== Provided information ==
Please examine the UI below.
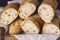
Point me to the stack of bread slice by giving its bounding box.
[1,0,60,35]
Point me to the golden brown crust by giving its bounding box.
[3,3,19,12]
[41,0,58,10]
[20,0,38,6]
[29,14,44,26]
[9,18,23,34]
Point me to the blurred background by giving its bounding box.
[0,0,60,9]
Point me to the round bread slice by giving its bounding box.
[9,19,23,34]
[21,19,40,34]
[42,19,60,35]
[38,0,58,23]
[42,23,60,35]
[19,0,37,19]
[1,3,19,25]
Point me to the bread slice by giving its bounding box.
[38,0,58,23]
[42,18,60,35]
[1,3,19,25]
[19,0,38,19]
[21,15,43,34]
[9,19,23,34]
[21,20,40,34]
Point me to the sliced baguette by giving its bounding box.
[9,19,23,35]
[38,0,58,23]
[21,13,42,34]
[19,0,38,19]
[42,18,60,35]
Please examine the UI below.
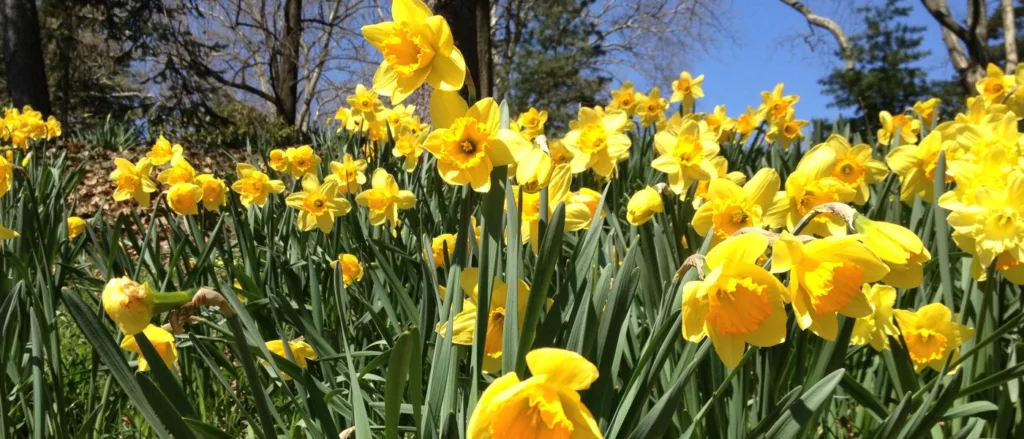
===
What you will do:
Rewrite all the rows above as a Markdown table with the columns "No." and "Line," numbering each line in order and skipping blank lines. Leave the pictures out.

Worked answer:
| No. | Line |
|---|---|
| 1 | Please examine the UI below. |
| 2 | Point me to the stack of bread slice by giving its bounding box. |
| 3 | [1,0,60,35] |
| 4 | Point me to the golden brown crust by giving its bounding box. |
| 5 | [3,3,19,12] |
| 6 | [41,0,58,10] |
| 7 | [20,0,38,6] |
| 8 | [29,14,44,26] |
| 9 | [9,18,23,34] |
| 10 | Point me to the blurred background by giving its bounding box. |
| 11 | [0,0,60,9] |
| 12 | Point me to the round bread slice by giving its bounding box. |
| 13 | [9,19,23,34] |
| 14 | [21,19,40,34] |
| 15 | [42,19,60,35] |
| 16 | [38,0,58,23] |
| 17 | [42,23,60,35] |
| 18 | [19,0,37,19] |
| 19 | [1,3,19,25] |
| 20 | Point me to the bread slice by giving its bounding box. |
| 21 | [38,0,58,23] |
| 22 | [42,18,60,35] |
| 23 | [1,3,19,25] |
| 24 | [19,0,38,19] |
| 25 | [21,15,43,34] |
| 26 | [9,19,23,34] |
| 27 | [21,20,40,34] |
| 28 | Point me to the sliced baguette by giving its bounding box. |
| 29 | [9,19,23,35] |
| 30 | [38,0,58,23] |
| 31 | [21,13,42,34] |
| 32 | [19,0,38,19] |
| 33 | [42,18,60,35] |
| 34 | Please examine the UI below. |